• **Consigne**
Recopiez en entier l'extrait sur la pièce Méza Aminata, sans modifier un seul mot ni un seul signe de ponctuation.

• **Extrait de texte**
+ + +

A la fin du livre, vous faites une « proposition de mise en scène d’une pièce de théâtre », il s’agit précisément d’une pièce de votre création, intitulée Méza Aminata, roi des Kongo, pouvez-vous nous en parler, surtout que le héros semble être un double de l’auteur ?
Effectivement « Méza Aminata, roi des kongo » est une pièce que j’ai écrite en 1995 lorsque j’étais étudiant à Toulouse. Dans cette pièce j’essaie de mettre en relief les dérives d’un roi imbu de sa personnalité dans l’exercice du pouvoir. Dans ce genre de situation les conséquences sont souvent dramatiques, c’est le cas de ce royaume dont l’histoire se termine dans une révolte et un bain de sang. C’est ce qui arrive dans un pays lorsque les citoyens sont privés des libertés et que tous les pouvoirs sont concentrés entre les mains d’un seul homme. Il n’y a plus que le théâtre pour rétablir les choses. C’est très possible que le héros de cette pièce soit le double de l’auteur. Et pourtant chaque jour il essaie de lutter contre sa subjectivité pour créer avec d’autres une société de partage.

+ + +

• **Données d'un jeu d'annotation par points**

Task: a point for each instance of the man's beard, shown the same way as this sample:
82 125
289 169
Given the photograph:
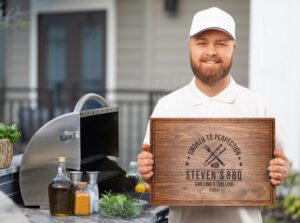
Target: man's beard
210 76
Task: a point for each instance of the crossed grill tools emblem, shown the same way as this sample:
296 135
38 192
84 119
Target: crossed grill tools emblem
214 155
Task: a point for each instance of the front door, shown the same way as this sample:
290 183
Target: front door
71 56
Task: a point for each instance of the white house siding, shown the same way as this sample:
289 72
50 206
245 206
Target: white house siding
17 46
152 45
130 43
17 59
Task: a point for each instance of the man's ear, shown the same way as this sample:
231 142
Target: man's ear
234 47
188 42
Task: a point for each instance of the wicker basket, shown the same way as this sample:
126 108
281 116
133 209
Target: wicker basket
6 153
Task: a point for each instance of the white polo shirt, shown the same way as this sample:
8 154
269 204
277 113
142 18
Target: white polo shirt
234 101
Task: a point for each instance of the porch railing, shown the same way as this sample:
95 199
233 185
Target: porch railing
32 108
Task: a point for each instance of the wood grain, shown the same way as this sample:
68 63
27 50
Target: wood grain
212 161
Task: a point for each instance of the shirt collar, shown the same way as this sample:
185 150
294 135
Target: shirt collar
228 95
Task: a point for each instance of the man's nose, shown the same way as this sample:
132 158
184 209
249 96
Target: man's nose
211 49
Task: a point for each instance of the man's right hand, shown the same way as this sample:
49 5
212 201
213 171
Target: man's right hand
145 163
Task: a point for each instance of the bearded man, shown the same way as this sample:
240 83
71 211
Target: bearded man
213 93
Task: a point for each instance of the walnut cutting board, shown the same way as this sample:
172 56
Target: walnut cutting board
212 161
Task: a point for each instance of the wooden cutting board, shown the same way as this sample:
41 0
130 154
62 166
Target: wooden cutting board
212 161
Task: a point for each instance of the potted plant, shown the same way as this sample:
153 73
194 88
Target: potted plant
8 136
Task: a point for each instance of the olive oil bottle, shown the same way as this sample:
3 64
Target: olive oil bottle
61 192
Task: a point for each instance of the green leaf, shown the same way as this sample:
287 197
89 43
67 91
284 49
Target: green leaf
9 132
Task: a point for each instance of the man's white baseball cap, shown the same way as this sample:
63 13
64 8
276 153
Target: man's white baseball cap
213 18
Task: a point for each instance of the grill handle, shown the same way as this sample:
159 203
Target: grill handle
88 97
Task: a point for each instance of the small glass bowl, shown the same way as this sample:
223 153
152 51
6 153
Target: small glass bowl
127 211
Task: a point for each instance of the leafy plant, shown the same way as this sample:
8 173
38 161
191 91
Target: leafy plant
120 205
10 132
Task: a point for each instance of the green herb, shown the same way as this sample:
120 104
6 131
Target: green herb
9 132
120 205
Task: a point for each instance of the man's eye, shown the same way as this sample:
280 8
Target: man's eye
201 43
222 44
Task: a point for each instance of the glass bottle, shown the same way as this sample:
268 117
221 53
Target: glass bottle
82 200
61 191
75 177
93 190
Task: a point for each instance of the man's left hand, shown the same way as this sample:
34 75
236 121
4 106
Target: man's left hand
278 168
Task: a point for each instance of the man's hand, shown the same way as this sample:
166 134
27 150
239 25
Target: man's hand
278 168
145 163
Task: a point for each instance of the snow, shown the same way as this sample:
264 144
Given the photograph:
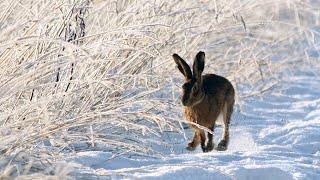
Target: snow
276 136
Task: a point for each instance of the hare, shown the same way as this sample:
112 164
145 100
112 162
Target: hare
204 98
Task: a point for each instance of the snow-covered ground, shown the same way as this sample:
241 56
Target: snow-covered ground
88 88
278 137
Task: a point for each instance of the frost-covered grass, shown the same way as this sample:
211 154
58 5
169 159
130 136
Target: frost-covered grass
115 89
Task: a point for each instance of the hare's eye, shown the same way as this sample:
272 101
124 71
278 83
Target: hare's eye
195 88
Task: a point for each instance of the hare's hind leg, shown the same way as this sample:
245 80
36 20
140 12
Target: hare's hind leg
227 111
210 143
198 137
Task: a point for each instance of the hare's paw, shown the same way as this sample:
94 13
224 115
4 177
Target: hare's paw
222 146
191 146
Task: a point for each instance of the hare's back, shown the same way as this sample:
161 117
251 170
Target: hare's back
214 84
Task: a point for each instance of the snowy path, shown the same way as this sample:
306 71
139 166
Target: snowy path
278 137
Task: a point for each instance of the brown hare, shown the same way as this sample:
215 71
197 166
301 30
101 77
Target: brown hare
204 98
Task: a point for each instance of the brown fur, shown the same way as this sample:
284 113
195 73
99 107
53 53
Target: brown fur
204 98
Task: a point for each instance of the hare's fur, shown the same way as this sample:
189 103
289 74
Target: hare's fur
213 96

+ + +

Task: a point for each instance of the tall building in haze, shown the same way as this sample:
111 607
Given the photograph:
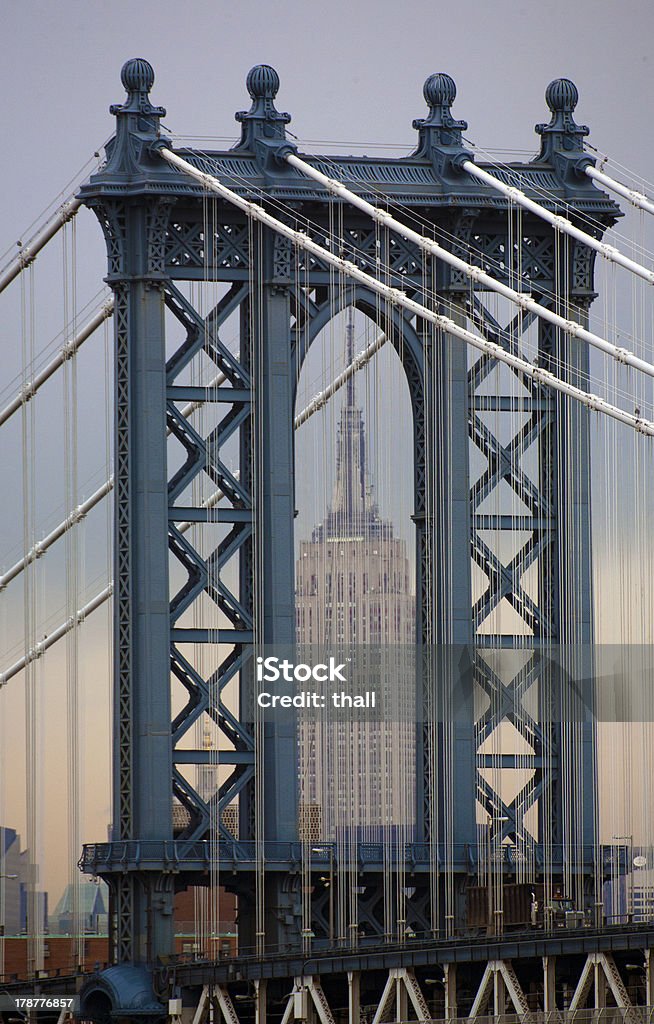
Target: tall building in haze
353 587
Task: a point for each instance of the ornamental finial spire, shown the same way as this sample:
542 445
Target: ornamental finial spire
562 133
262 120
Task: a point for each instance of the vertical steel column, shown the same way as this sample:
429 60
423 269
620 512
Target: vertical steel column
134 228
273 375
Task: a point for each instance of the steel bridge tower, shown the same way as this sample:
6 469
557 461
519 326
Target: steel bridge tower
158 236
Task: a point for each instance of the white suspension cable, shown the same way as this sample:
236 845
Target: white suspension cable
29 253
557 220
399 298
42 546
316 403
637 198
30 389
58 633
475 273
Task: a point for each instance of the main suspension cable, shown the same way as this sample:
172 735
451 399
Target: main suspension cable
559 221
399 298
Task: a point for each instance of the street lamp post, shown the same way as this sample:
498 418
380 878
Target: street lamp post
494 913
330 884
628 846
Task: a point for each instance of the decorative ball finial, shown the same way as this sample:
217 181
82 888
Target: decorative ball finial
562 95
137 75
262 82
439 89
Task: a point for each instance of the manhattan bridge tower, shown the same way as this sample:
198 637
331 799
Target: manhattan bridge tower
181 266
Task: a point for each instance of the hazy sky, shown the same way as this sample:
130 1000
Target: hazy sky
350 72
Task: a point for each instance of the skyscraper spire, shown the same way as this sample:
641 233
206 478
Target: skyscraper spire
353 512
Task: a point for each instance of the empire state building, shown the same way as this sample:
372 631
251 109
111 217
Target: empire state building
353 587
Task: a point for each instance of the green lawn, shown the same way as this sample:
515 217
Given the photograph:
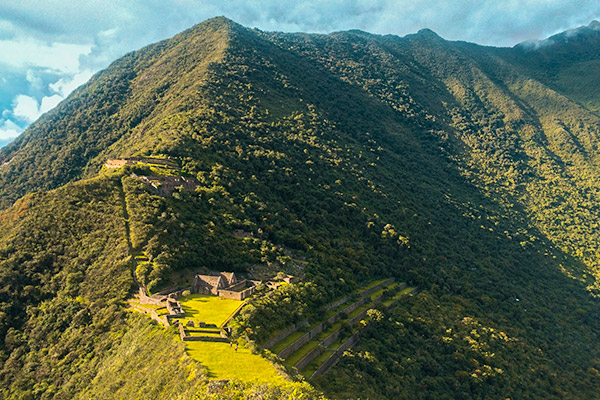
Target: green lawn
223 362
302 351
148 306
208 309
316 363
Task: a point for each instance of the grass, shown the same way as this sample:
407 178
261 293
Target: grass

+ + +

• **Tâche accomplie**
A la fin du livre, vous faites une « proposition de mise en scène d’une pièce de théâtre », il s’agit précisément d’une pièce de votre création, intitulée Méza Aminata, roi des Kongo, pouvez-vous nous en parler, surtout que le héros semble être un double de l’auteur ?
Effectivement « Méza Aminata, roi des kongo » est une pièce que j’ai écrite en 1995 lorsque j’étais étudiant à Toulouse. Dans cette pièce j’essaie de mettre en relief les dérives d’un roi imbu de sa personnalité dans l’exercice du pouvoir. Dans ce genre de situation les conséquences sont souvent dramatiques, c’est le cas de ce royaume dont l’histoire se termine dans une révolte et un bain de sang. C’est ce qui arrive dans un pays lorsque les citoyens sont privés des libertés et que tous les pouvoirs sont concentrés entre les mains d’un seul homme. Il n’y a plus que le théâtre pour rétablir les choses. C’est très possible que le héros de cette pièce soit le double de l’auteur. Et pourtant chaque jour il essaie de lutter contre sa subjectivité pour créer avec d’autres une société de partage.